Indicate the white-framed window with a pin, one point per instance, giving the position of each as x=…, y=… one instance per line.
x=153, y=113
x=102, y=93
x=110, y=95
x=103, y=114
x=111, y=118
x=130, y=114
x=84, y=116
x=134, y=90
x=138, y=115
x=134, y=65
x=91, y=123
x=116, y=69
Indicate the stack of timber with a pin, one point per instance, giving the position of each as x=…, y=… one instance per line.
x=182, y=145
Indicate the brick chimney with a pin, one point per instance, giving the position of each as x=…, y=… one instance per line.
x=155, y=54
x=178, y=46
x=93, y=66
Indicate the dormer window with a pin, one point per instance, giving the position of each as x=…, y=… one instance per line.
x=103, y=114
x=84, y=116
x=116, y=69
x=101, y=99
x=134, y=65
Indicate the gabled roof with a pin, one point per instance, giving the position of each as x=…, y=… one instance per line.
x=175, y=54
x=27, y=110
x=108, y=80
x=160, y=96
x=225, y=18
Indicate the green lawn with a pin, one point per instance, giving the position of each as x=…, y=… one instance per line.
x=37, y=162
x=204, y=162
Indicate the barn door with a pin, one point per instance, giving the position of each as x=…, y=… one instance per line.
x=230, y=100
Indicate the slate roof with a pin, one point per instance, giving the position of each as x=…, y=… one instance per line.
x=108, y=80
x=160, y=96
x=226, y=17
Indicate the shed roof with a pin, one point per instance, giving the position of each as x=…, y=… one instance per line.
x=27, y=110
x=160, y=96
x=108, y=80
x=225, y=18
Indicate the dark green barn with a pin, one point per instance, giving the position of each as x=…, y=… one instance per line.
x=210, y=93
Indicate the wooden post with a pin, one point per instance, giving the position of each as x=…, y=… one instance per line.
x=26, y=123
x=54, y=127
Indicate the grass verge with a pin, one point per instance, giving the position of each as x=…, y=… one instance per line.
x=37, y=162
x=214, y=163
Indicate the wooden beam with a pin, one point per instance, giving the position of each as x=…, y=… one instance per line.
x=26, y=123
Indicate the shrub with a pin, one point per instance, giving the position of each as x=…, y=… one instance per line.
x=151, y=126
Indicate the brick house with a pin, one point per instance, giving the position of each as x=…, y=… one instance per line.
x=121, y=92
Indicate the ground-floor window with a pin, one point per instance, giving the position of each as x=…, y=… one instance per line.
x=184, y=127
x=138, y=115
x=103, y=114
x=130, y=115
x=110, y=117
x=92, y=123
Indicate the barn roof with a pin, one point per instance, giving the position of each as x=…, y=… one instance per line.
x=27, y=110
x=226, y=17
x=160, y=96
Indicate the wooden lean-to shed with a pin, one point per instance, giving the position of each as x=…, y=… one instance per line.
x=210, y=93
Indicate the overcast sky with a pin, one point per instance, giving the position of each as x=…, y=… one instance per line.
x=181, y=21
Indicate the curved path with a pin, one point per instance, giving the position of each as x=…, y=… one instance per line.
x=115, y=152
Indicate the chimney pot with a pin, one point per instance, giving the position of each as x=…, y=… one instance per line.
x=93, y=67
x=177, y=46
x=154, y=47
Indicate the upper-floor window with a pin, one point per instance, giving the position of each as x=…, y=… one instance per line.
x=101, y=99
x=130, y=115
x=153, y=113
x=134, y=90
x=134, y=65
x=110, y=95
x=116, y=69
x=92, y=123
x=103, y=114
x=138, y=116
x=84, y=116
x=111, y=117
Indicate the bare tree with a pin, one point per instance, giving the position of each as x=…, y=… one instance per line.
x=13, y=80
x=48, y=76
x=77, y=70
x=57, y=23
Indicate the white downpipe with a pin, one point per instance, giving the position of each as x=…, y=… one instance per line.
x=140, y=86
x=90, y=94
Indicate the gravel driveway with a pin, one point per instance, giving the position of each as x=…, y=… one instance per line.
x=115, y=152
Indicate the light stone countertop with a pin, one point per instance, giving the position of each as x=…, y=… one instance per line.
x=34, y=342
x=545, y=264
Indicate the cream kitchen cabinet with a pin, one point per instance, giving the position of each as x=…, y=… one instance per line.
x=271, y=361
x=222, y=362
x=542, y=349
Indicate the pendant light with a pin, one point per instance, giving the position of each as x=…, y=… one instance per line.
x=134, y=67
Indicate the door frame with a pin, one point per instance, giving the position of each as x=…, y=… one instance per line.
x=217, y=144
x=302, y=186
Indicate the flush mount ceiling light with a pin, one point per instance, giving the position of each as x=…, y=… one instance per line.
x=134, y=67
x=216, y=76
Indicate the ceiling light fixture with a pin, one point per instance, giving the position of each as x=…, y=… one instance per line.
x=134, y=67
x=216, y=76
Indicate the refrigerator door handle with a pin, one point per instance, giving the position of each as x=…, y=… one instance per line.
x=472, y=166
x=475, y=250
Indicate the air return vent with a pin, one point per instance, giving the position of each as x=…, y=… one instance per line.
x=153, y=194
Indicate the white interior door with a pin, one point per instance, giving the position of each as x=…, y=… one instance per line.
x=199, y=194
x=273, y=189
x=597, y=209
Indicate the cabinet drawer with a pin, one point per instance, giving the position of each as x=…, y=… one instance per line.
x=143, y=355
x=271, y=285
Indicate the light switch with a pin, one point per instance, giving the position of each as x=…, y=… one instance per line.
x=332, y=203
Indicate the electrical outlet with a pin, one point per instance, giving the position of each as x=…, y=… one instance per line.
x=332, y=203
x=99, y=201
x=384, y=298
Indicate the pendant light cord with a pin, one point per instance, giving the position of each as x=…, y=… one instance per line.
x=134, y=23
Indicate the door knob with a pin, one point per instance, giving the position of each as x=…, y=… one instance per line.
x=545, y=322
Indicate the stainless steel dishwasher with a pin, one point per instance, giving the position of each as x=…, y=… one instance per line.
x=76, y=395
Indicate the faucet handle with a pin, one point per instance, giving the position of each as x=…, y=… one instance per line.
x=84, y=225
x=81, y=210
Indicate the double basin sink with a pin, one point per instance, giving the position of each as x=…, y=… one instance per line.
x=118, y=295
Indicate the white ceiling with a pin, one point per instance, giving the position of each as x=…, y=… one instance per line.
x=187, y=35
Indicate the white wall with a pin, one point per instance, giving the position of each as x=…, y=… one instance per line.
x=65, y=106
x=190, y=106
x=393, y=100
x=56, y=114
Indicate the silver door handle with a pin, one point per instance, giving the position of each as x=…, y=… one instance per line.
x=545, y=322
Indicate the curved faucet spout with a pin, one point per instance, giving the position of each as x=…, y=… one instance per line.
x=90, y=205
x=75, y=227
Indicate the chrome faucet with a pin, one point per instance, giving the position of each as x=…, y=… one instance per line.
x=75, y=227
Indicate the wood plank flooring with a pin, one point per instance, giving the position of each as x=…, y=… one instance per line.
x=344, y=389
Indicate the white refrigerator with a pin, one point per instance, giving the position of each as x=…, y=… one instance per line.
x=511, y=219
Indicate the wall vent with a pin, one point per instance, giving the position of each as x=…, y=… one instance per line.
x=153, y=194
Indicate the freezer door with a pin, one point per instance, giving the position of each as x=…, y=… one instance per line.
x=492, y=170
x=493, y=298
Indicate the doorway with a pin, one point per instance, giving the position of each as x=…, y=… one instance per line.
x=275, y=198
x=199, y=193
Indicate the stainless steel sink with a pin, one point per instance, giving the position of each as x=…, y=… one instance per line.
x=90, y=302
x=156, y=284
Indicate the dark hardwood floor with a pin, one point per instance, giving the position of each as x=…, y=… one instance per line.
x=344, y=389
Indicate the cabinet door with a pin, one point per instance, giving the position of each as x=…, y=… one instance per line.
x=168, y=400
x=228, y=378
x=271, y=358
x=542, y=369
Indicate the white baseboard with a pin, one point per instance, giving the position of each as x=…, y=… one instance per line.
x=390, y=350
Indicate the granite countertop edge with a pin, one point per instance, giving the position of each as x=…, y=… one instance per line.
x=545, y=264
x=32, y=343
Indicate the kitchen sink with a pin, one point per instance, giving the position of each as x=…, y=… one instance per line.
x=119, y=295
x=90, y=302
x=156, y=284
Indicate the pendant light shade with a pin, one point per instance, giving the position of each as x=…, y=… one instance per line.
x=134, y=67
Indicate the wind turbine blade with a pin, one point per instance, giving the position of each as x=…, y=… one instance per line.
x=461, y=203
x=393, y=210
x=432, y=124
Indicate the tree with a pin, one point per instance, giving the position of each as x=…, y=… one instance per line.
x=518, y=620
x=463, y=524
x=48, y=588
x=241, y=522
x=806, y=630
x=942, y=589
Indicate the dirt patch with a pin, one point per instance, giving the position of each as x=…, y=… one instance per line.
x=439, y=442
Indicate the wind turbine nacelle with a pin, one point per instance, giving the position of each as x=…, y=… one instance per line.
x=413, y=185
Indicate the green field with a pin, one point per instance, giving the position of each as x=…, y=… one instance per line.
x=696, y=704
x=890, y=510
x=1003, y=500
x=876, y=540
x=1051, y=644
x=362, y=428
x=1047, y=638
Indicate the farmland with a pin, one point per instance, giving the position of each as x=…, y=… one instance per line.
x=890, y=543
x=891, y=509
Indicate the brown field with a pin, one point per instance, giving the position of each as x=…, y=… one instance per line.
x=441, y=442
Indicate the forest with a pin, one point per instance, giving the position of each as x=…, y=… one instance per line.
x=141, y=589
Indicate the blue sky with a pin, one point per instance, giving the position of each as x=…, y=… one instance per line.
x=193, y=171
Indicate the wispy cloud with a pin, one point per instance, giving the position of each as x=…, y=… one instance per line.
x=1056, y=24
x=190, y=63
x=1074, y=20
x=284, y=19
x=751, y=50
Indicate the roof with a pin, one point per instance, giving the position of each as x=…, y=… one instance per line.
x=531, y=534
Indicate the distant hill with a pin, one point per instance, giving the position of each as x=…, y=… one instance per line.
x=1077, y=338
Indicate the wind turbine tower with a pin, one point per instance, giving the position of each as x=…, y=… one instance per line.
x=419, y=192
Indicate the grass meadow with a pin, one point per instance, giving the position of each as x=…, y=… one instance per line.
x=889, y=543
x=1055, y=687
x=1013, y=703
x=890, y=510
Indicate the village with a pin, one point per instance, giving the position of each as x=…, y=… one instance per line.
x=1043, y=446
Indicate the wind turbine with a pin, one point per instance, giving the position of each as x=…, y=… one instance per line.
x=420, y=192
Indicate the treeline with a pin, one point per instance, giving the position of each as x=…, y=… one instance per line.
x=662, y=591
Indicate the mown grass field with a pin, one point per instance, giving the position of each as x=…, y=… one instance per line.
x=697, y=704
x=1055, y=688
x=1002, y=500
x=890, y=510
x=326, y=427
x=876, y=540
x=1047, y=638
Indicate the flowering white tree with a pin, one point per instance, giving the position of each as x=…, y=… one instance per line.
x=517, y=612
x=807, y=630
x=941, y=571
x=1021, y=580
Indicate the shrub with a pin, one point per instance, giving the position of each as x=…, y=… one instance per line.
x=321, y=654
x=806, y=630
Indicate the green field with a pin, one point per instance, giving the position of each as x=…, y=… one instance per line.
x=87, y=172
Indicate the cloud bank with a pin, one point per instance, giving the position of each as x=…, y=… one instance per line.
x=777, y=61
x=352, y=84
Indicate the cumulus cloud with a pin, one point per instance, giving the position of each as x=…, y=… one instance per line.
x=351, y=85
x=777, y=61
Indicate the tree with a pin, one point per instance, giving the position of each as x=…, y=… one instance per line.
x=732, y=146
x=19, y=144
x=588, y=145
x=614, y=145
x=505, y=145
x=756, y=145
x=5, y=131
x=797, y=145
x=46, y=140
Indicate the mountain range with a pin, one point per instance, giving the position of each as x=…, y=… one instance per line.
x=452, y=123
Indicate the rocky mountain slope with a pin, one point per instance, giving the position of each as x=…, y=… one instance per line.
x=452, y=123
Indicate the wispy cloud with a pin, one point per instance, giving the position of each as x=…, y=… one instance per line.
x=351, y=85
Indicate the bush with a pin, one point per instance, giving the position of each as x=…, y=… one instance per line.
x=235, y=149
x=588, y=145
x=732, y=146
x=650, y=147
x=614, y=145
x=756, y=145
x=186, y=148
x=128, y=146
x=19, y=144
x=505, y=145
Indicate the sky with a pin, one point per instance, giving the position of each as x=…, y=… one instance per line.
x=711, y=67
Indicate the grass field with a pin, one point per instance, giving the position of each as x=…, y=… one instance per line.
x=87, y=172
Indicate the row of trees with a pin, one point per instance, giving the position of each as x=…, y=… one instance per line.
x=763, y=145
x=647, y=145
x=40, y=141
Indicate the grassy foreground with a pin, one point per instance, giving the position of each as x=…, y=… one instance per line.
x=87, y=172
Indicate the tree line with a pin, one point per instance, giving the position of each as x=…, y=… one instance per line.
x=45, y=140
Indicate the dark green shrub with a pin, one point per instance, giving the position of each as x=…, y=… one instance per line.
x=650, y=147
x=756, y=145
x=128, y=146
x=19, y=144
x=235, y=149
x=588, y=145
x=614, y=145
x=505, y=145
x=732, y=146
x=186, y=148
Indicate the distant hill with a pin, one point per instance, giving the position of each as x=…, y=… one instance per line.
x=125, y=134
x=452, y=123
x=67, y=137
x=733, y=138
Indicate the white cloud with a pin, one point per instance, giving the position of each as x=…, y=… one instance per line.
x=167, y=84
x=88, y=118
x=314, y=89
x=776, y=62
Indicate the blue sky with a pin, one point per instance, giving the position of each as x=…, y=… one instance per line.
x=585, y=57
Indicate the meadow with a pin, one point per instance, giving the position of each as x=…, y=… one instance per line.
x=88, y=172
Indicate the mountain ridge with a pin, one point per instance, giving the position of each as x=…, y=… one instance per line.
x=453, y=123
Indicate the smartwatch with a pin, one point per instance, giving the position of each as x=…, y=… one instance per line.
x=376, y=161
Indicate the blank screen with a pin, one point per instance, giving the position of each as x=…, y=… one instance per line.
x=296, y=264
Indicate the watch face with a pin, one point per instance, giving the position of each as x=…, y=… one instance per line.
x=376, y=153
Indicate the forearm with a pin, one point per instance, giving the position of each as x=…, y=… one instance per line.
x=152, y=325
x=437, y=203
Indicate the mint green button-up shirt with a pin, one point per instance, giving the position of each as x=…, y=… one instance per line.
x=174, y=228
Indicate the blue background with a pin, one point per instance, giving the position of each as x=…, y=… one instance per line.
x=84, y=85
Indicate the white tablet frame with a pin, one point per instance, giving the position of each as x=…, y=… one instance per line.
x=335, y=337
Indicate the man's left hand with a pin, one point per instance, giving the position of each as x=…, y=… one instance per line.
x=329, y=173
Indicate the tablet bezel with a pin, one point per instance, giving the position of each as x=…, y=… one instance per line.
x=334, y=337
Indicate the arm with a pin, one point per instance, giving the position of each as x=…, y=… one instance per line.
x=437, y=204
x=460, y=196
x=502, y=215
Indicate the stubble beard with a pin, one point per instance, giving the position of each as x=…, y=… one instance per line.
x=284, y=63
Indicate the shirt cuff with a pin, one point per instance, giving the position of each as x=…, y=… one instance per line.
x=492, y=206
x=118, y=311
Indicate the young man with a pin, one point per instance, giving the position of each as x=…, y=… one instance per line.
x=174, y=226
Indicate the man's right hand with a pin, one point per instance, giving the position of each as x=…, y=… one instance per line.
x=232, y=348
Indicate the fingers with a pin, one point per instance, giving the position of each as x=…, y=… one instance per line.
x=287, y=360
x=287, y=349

================================

> **What the exercise asks**: What are the lines from the one containing "Indicate the stubble" through the end of the material? Reproduce them exactly, both ends included, with nothing added.

> **Written solution**:
Indicate the stubble beard with a pin, one point per instance, giving the position of each as x=…, y=… one instance per line.
x=284, y=63
Indicate the shirt cuff with a pin, one point per instance, giving the position of each as x=…, y=… one instance per line.
x=492, y=206
x=118, y=311
Indicate the young man with a pin, one point per instance, giving the position of each as x=…, y=… one instance per line.
x=174, y=226
Indicate the man's right hand with a pin, one point per instance, giving the position of each as x=…, y=… one instance per line.
x=232, y=348
Indicate the fingers with a pin, one point per instance, giving the position of each as x=…, y=… one instance per line.
x=287, y=360
x=287, y=349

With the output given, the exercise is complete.